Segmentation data
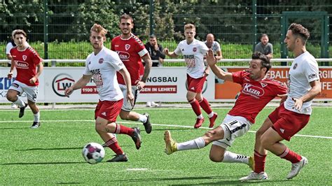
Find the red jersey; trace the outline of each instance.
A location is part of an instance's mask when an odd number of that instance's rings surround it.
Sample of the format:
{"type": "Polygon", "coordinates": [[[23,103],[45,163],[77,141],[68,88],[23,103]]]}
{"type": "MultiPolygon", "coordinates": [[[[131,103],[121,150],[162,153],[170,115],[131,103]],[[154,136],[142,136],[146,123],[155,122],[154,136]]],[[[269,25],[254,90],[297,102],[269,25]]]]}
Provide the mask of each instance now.
{"type": "MultiPolygon", "coordinates": [[[[148,52],[144,45],[139,38],[132,34],[128,39],[121,38],[120,36],[113,38],[111,49],[118,53],[128,70],[132,85],[136,85],[137,81],[141,80],[144,73],[141,57],[148,52]]],[[[125,85],[122,75],[118,72],[116,75],[119,84],[125,85]]]]}
{"type": "Polygon", "coordinates": [[[242,116],[255,122],[261,110],[277,94],[285,94],[287,88],[282,83],[270,78],[254,80],[246,71],[233,73],[233,80],[242,86],[235,105],[228,113],[230,115],[242,116]]]}
{"type": "Polygon", "coordinates": [[[23,51],[18,50],[15,46],[11,50],[11,55],[18,72],[16,80],[28,86],[38,86],[38,79],[34,84],[30,83],[30,79],[36,75],[36,65],[43,62],[37,52],[30,46],[23,51]]]}

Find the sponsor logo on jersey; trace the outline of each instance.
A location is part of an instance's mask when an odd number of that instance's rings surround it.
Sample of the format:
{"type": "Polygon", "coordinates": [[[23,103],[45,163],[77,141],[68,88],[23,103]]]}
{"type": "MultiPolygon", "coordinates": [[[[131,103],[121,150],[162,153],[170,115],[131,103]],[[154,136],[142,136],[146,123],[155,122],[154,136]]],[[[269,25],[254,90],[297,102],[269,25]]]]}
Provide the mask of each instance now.
{"type": "Polygon", "coordinates": [[[59,73],[54,77],[52,81],[52,88],[55,94],[64,97],[65,96],[64,90],[74,85],[74,83],[75,80],[69,74],[59,73]]]}
{"type": "Polygon", "coordinates": [[[242,92],[254,96],[261,96],[264,94],[264,90],[249,83],[244,83],[242,87],[242,92]]]}
{"type": "Polygon", "coordinates": [[[125,44],[125,50],[128,50],[130,48],[130,45],[125,44]]]}
{"type": "Polygon", "coordinates": [[[119,55],[120,59],[122,61],[128,61],[129,57],[130,57],[130,55],[127,52],[123,52],[123,51],[117,51],[116,52],[118,55],[119,55]]]}
{"type": "Polygon", "coordinates": [[[293,69],[294,69],[294,70],[296,69],[296,67],[298,67],[298,64],[297,63],[294,64],[294,66],[293,66],[293,69]]]}
{"type": "Polygon", "coordinates": [[[29,69],[29,64],[25,62],[15,61],[16,68],[18,69],[29,69]]]}

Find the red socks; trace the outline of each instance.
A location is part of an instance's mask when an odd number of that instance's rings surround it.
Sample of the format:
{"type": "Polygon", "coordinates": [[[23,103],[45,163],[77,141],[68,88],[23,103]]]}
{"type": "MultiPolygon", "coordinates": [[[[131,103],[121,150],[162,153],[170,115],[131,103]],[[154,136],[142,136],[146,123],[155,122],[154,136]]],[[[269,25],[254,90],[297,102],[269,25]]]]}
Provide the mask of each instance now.
{"type": "Polygon", "coordinates": [[[118,141],[115,137],[111,138],[106,143],[105,143],[105,145],[111,148],[114,152],[116,152],[117,155],[123,154],[123,151],[119,146],[118,141]]]}
{"type": "Polygon", "coordinates": [[[262,155],[257,152],[257,151],[254,150],[254,159],[255,159],[255,173],[259,173],[261,172],[264,172],[266,155],[262,155]]]}
{"type": "Polygon", "coordinates": [[[279,155],[280,158],[284,159],[291,162],[292,164],[298,163],[301,161],[302,157],[300,155],[296,154],[296,152],[291,151],[288,148],[286,148],[285,150],[282,154],[279,155]]]}

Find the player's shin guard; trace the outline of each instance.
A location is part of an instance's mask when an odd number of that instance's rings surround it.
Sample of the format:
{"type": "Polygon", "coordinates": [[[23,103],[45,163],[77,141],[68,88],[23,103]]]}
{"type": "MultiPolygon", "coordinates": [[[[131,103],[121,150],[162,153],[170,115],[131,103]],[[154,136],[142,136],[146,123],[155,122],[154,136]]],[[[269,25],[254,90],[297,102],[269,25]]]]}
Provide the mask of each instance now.
{"type": "Polygon", "coordinates": [[[114,131],[114,133],[124,134],[132,136],[134,134],[134,129],[116,123],[116,131],[114,131]]]}
{"type": "Polygon", "coordinates": [[[211,109],[210,105],[207,99],[203,97],[203,99],[199,101],[200,107],[207,113],[207,114],[210,114],[212,113],[212,109],[211,109]]]}
{"type": "Polygon", "coordinates": [[[286,148],[284,152],[279,155],[279,157],[291,162],[292,164],[298,163],[302,159],[300,155],[296,154],[296,152],[293,151],[291,151],[288,148],[286,148]]]}
{"type": "Polygon", "coordinates": [[[121,148],[119,146],[118,143],[118,141],[116,138],[113,137],[108,141],[105,143],[104,146],[107,146],[110,149],[111,149],[116,155],[123,155],[123,151],[122,150],[121,148]]]}
{"type": "Polygon", "coordinates": [[[195,99],[190,100],[188,102],[191,103],[191,108],[193,108],[193,110],[196,114],[196,115],[200,115],[202,114],[202,111],[200,111],[200,103],[195,99]]]}
{"type": "Polygon", "coordinates": [[[266,155],[261,155],[255,150],[254,152],[254,159],[255,159],[255,173],[264,172],[266,155]]]}

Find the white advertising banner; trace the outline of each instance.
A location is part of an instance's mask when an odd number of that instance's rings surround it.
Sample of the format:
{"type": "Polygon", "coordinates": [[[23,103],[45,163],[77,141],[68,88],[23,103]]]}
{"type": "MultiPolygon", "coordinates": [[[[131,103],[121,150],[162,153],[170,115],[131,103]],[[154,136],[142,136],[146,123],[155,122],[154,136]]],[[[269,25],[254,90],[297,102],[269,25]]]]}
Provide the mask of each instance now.
{"type": "MultiPolygon", "coordinates": [[[[82,77],[83,67],[46,67],[39,77],[38,102],[97,102],[97,89],[92,80],[83,88],[77,90],[69,98],[64,90],[82,77]]],[[[0,103],[8,103],[6,94],[13,80],[7,78],[9,68],[0,68],[0,103]]],[[[186,72],[185,67],[153,67],[146,87],[141,90],[137,102],[187,101],[186,72]]],[[[203,95],[214,99],[214,76],[207,76],[203,95]]]]}

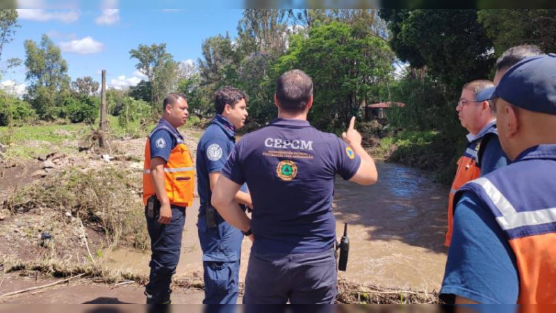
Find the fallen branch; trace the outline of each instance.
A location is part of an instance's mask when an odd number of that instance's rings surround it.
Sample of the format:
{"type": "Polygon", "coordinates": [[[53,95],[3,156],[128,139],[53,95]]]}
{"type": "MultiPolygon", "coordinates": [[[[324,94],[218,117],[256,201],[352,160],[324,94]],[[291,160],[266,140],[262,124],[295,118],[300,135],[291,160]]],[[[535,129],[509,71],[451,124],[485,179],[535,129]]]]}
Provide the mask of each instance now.
{"type": "Polygon", "coordinates": [[[4,282],[4,277],[6,276],[6,266],[4,264],[0,264],[2,267],[2,280],[0,280],[0,288],[2,287],[2,283],[4,282]]]}
{"type": "Polygon", "coordinates": [[[95,262],[95,259],[92,258],[92,255],[91,254],[91,250],[89,249],[89,242],[87,241],[87,234],[85,232],[85,226],[83,225],[83,220],[81,218],[79,218],[79,223],[81,225],[81,232],[83,232],[83,241],[85,242],[85,246],[87,247],[87,252],[89,252],[89,257],[91,258],[91,261],[95,262]]]}
{"type": "Polygon", "coordinates": [[[126,280],[125,282],[118,282],[117,284],[116,284],[114,286],[115,287],[120,287],[120,286],[122,286],[124,284],[133,284],[133,282],[135,282],[135,280],[126,280]]]}
{"type": "Polygon", "coordinates": [[[17,291],[13,291],[13,292],[8,292],[8,294],[2,294],[2,295],[0,295],[0,298],[9,297],[9,296],[15,296],[15,295],[19,294],[24,294],[26,292],[34,291],[35,290],[43,289],[44,288],[48,288],[49,287],[52,287],[52,286],[54,286],[54,285],[56,285],[56,284],[63,284],[64,282],[69,282],[70,280],[72,280],[75,279],[75,278],[79,278],[83,276],[83,275],[85,275],[85,273],[79,274],[79,275],[78,275],[76,276],[70,277],[70,278],[67,278],[67,279],[65,279],[65,280],[58,280],[58,281],[54,282],[53,282],[51,284],[44,284],[44,285],[42,285],[42,286],[39,286],[39,287],[32,287],[32,288],[27,288],[26,289],[18,290],[17,291]]]}

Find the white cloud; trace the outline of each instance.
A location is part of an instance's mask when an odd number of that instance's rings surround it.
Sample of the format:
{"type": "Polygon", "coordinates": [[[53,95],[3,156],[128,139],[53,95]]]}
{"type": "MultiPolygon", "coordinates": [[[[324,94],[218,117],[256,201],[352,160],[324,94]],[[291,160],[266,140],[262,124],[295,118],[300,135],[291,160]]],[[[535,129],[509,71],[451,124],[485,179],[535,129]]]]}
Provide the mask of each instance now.
{"type": "Polygon", "coordinates": [[[47,32],[47,35],[51,38],[61,39],[65,40],[73,40],[77,39],[77,35],[75,33],[60,33],[58,31],[49,31],[47,32]]]}
{"type": "Polygon", "coordinates": [[[103,9],[118,8],[119,0],[102,0],[103,9]]]}
{"type": "Polygon", "coordinates": [[[17,83],[11,79],[0,83],[0,88],[17,97],[21,97],[25,94],[25,83],[17,83]]]}
{"type": "Polygon", "coordinates": [[[141,81],[141,79],[136,76],[126,78],[125,75],[120,75],[116,79],[111,79],[109,86],[122,90],[136,86],[140,81],[141,81]]]}
{"type": "Polygon", "coordinates": [[[95,19],[99,25],[112,25],[120,21],[120,10],[104,9],[102,15],[95,19]]]}
{"type": "Polygon", "coordinates": [[[37,22],[56,20],[63,23],[73,23],[79,19],[80,12],[79,10],[18,9],[17,14],[22,19],[37,22]]]}
{"type": "Polygon", "coordinates": [[[60,42],[60,49],[61,49],[63,52],[91,54],[104,50],[104,44],[95,41],[92,37],[85,37],[80,40],[60,42]]]}
{"type": "Polygon", "coordinates": [[[183,64],[184,65],[189,65],[189,66],[195,65],[195,61],[190,58],[188,58],[184,61],[181,61],[181,63],[183,64]]]}

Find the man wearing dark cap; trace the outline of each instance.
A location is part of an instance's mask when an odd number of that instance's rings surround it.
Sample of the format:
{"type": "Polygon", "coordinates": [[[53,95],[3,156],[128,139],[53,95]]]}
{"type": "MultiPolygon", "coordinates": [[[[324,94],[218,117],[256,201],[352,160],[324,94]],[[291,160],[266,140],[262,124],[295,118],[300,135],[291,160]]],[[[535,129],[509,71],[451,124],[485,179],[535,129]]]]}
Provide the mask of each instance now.
{"type": "Polygon", "coordinates": [[[513,162],[456,193],[441,298],[556,303],[556,54],[509,68],[492,101],[513,162]]]}
{"type": "Polygon", "coordinates": [[[504,74],[512,66],[525,58],[544,54],[539,47],[534,45],[521,45],[512,47],[505,51],[496,60],[496,73],[494,74],[494,84],[498,85],[504,74]]]}
{"type": "Polygon", "coordinates": [[[278,79],[275,102],[278,118],[236,145],[214,188],[212,204],[254,241],[244,303],[334,303],[334,178],[338,174],[372,184],[377,169],[361,145],[354,118],[343,141],[309,125],[313,81],[302,71],[286,72],[278,79]],[[252,199],[252,223],[234,200],[245,182],[252,199]]]}

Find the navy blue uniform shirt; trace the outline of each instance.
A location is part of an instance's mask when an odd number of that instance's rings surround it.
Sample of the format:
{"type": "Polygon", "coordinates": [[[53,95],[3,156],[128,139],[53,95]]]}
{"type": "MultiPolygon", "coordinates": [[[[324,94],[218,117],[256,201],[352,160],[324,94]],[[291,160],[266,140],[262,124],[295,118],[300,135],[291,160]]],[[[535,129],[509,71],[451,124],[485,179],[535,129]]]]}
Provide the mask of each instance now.
{"type": "Polygon", "coordinates": [[[161,118],[151,132],[149,138],[152,160],[156,157],[161,157],[167,162],[170,152],[176,147],[177,145],[176,138],[168,132],[168,129],[183,140],[183,138],[176,127],[172,126],[166,120],[161,118]]]}
{"type": "MultiPolygon", "coordinates": [[[[208,174],[221,172],[228,156],[236,145],[236,129],[226,118],[217,114],[207,127],[197,146],[197,191],[200,207],[199,216],[204,216],[211,202],[211,181],[208,174]]],[[[241,191],[247,192],[247,186],[241,191]]]]}
{"type": "Polygon", "coordinates": [[[360,164],[336,136],[305,120],[277,118],[243,136],[222,175],[249,186],[256,252],[314,253],[330,249],[336,240],[336,174],[349,179],[360,164]]]}

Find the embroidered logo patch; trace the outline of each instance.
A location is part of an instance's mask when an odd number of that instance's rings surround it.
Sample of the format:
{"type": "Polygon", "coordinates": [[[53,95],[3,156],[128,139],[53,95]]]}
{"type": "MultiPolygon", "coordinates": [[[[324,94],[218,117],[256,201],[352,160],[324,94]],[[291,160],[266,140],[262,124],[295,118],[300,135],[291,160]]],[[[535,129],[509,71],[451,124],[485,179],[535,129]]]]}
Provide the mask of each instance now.
{"type": "Polygon", "coordinates": [[[222,148],[216,143],[208,146],[206,150],[206,157],[211,161],[218,161],[222,155],[222,148]]]}
{"type": "Polygon", "coordinates": [[[164,147],[166,147],[166,141],[163,138],[159,138],[156,140],[155,145],[156,145],[157,148],[163,149],[164,147]]]}
{"type": "Polygon", "coordinates": [[[353,149],[352,149],[351,147],[345,148],[345,154],[348,154],[348,157],[352,160],[355,158],[355,152],[353,152],[353,149]]]}
{"type": "Polygon", "coordinates": [[[281,180],[292,180],[297,175],[297,166],[293,161],[282,161],[276,167],[276,175],[281,180]]]}

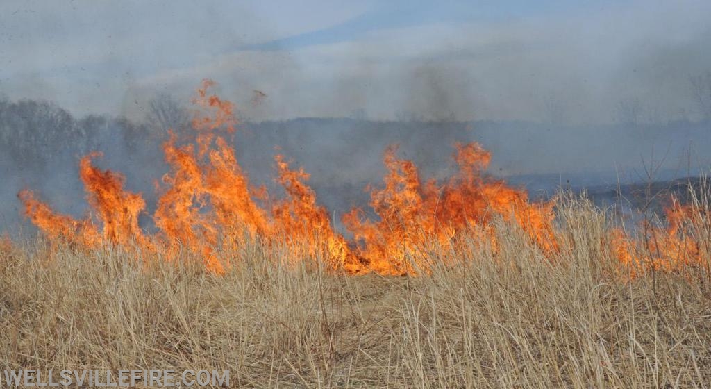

◆ **AIM OF THE EXERCISE**
Copy every line in the listing above that contains the word "jersey". Uppercase and lowercase letters count as different.

◆ **RESULT FOR THIS TASK**
Find the red jersey; trace the outline of each instance.
Find the sponsor logo on jersey; trace the outline of each instance.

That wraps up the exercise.